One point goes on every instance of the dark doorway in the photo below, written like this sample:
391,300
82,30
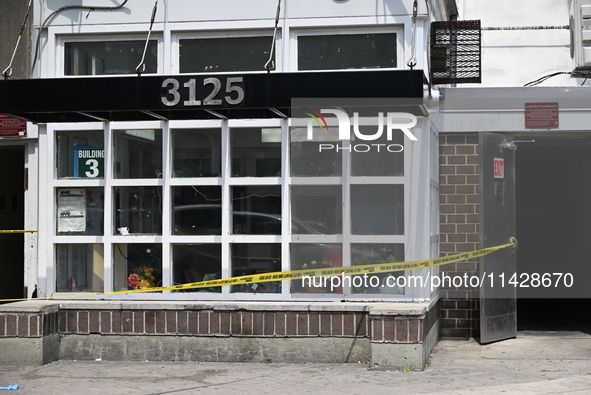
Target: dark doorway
12,213
554,233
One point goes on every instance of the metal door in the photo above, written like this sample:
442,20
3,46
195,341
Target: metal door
498,312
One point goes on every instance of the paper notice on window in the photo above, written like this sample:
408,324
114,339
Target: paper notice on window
71,210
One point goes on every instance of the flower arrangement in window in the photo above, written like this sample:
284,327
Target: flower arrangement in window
142,277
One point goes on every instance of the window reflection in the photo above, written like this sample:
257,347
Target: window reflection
347,51
79,268
138,153
377,209
138,210
196,153
372,253
137,266
197,262
109,57
256,152
224,54
256,258
309,158
316,209
197,210
256,210
315,256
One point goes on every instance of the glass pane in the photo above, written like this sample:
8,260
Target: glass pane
250,259
138,153
80,268
197,210
256,210
256,152
196,153
197,262
380,283
347,51
379,157
316,157
80,154
80,211
316,209
138,210
137,266
109,57
377,209
212,55
316,256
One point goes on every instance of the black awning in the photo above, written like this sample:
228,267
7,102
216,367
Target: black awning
198,96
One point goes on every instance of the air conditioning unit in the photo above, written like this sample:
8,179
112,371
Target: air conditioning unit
580,30
441,66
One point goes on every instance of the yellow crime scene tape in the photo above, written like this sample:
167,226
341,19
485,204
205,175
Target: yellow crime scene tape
17,231
298,274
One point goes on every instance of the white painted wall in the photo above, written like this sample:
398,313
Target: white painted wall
514,58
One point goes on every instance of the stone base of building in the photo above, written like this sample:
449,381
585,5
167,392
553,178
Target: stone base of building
388,336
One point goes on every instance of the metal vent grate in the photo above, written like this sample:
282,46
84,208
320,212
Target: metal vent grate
455,52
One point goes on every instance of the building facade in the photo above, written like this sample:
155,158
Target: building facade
164,146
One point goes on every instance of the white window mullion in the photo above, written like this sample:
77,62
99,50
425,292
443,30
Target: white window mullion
108,213
167,277
226,206
285,206
46,213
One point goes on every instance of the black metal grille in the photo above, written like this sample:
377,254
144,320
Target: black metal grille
455,52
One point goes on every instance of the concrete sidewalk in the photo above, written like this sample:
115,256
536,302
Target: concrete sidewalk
533,363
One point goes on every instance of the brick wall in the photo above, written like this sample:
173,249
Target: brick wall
459,227
81,329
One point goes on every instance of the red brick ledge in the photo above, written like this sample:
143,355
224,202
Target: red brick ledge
380,322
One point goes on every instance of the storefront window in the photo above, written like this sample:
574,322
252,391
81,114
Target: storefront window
379,157
80,154
256,210
377,209
316,209
197,210
316,157
347,51
315,256
80,268
256,258
137,210
197,262
214,55
256,152
109,57
196,153
137,266
80,211
378,283
138,153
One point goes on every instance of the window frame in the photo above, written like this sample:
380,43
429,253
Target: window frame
62,39
297,32
234,33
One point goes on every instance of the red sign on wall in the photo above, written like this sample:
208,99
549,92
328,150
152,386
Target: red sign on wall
12,127
499,168
541,115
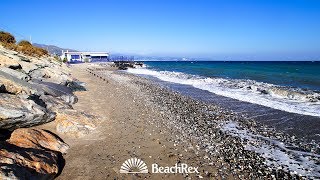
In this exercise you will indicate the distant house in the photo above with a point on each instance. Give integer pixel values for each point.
(74, 57)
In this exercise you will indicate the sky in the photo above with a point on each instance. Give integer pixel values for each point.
(216, 29)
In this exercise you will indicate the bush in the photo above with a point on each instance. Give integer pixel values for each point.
(24, 43)
(27, 48)
(7, 38)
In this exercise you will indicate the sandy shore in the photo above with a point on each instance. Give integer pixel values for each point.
(140, 119)
(125, 131)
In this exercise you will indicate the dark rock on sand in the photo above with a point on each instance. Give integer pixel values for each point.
(19, 111)
(31, 154)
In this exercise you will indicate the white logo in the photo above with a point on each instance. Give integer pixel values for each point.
(134, 165)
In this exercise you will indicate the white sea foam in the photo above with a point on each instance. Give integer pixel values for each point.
(275, 152)
(281, 98)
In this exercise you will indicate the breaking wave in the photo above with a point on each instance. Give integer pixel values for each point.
(292, 100)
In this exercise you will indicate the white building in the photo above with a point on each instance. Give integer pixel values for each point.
(85, 56)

────────

*GIVEN EXERCISE:* Copy each line exactly, from the line containing "In this exercise you will indicate the sky" down to the last line of the material, and no other lines.

*CORRECT OUTPUT:*
In this exercise you will indicate the sky in the photo above with a point on each instance. Give integer pixel values for each point.
(216, 29)
In this exercise you will indicate the bush in the photo above with a point on each instance. Give integer pixel values for each point.
(24, 43)
(27, 48)
(7, 38)
In this exercise you will indicate the sandy shore in the photo above with a point on each instance. Give integer pixel values for each point.
(140, 119)
(125, 131)
In this exercise you will indicate the dark rock on sand in the photo above with a point on each instance. Give integer pixel values for each point.
(19, 111)
(31, 154)
In this exercise you will indicate the white logo in the photo above with a point on each instance. Give integer pixel values for each point.
(134, 165)
In this exercise you will indicate the white sea foam in the photo above with a point on each instance. Give integer pixel values for each point.
(275, 152)
(281, 98)
In this exercise you will indicate the breaking wave in the photo above with a point on each instance. Give integer pixel values for each point.
(292, 100)
In this exercise you will indicate the white building in the photo above with a point on each instance. Give integer pixel values for each point.
(85, 56)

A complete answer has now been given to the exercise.